• Material for this task:
......
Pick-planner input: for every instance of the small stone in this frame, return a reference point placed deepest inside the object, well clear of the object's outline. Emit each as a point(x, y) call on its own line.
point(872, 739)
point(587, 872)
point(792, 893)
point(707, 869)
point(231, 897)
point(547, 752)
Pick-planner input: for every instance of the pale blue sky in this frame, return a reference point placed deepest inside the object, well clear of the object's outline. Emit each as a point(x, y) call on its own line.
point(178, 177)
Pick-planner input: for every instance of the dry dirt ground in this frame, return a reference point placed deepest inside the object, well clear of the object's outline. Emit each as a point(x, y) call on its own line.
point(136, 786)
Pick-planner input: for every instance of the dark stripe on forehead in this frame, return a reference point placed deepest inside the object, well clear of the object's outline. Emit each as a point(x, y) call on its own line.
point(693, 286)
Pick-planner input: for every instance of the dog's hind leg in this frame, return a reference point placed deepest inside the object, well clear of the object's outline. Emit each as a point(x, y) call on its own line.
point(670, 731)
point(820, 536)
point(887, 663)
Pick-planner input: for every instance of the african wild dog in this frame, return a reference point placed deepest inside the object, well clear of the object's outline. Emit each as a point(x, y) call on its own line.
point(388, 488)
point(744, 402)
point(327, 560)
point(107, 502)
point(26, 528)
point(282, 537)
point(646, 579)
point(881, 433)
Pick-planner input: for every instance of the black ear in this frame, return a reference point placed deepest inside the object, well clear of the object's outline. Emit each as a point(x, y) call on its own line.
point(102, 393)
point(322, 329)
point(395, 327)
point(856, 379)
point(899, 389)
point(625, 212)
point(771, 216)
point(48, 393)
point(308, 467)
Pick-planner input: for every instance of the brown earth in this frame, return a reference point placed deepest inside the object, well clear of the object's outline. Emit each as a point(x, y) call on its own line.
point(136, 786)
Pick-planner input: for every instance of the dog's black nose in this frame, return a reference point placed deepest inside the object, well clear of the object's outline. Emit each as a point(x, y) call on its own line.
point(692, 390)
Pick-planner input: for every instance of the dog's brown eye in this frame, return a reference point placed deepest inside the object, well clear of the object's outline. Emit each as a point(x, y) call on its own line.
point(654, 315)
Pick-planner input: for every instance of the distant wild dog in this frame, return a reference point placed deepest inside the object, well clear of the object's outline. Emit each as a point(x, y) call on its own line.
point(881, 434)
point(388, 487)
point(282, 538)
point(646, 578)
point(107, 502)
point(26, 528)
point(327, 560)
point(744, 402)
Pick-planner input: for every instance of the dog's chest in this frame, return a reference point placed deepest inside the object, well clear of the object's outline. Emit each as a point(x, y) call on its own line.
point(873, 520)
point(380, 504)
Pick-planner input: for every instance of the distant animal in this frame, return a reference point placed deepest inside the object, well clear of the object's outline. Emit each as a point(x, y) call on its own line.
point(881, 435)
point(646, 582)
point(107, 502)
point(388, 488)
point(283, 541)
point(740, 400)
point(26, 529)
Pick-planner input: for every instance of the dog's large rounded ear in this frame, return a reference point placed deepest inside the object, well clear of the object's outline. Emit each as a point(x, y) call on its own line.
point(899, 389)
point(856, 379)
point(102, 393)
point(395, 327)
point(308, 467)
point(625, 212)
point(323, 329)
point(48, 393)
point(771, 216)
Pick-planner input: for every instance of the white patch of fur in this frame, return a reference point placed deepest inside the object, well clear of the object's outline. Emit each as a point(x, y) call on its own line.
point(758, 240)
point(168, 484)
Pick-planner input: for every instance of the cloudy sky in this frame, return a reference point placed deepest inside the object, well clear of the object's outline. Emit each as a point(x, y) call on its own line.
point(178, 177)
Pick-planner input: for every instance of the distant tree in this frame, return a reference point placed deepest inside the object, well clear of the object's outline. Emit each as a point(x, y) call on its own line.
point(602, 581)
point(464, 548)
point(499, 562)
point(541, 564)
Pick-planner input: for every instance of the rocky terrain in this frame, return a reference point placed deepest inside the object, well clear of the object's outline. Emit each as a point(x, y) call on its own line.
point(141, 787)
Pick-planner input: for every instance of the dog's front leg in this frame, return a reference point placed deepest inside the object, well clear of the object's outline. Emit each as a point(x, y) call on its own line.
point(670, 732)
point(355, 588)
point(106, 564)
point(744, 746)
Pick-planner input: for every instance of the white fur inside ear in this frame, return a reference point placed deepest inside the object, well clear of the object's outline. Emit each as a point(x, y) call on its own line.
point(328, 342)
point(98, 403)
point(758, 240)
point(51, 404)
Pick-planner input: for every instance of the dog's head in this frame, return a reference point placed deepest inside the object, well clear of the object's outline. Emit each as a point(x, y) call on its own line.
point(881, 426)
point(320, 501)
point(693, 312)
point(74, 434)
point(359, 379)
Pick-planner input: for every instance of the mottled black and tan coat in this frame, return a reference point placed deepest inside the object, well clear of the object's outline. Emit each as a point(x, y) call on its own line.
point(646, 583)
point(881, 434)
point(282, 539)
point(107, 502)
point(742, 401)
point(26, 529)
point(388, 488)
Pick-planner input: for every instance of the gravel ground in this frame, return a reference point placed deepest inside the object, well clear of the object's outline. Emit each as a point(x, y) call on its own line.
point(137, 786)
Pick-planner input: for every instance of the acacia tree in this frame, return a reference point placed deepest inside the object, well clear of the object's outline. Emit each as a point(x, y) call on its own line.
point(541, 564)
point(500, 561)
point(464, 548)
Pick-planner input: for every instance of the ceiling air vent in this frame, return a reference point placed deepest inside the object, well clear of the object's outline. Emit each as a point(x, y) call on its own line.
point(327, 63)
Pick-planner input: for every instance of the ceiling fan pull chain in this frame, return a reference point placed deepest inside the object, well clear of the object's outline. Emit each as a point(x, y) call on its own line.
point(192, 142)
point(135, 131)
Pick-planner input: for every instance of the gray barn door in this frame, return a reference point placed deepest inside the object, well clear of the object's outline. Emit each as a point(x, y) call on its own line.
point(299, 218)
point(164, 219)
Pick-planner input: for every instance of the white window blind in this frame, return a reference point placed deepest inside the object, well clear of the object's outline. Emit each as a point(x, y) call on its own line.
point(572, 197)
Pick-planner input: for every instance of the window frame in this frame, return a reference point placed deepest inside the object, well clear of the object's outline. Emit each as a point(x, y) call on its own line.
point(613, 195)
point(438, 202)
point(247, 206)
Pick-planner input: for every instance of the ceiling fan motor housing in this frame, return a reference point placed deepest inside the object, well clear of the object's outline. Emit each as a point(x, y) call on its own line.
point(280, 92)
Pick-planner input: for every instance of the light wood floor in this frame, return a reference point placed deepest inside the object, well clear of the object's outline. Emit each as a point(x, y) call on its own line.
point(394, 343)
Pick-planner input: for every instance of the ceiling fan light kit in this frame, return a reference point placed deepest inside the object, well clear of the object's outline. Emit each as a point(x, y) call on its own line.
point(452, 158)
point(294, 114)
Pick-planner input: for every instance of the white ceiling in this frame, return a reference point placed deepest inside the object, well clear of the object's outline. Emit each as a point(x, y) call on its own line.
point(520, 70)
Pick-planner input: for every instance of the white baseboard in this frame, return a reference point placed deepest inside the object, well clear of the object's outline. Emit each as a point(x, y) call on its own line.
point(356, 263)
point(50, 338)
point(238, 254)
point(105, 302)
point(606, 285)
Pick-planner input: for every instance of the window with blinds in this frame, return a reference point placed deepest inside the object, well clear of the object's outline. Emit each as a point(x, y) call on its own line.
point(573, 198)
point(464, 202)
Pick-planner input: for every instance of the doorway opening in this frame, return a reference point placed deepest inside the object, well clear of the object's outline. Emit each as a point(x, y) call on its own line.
......
• The problem: Rescale the records from the line containing "Pick-planner input: for every instance of the white patch" through the line containing "point(168, 484)", reproducing only those lines, requests included, with the requests left unchanged. Multiply each point coordinate in the answers by 0.45 and round it to a whole number, rounding halves up.

• Task response:
Pick-planner input: for every instance of the white patch of fur in this frame, return a reference point placed deepest inside the object, well clear of the object's outline. Emit each as a point(x, y) call on its own line.
point(341, 108)
point(76, 218)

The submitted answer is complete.